WORK INSTRUCTION: Precise copying is required. Return the data below in full.

Records from a dataset
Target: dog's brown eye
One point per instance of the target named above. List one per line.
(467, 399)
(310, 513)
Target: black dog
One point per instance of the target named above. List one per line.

ANSWER TO THIS PROBLEM:
Target: dog's brown eye
One point per instance of the target named above. List one per line.
(467, 399)
(310, 513)
Target: black dog
One point per instance of the target named above. List one per line.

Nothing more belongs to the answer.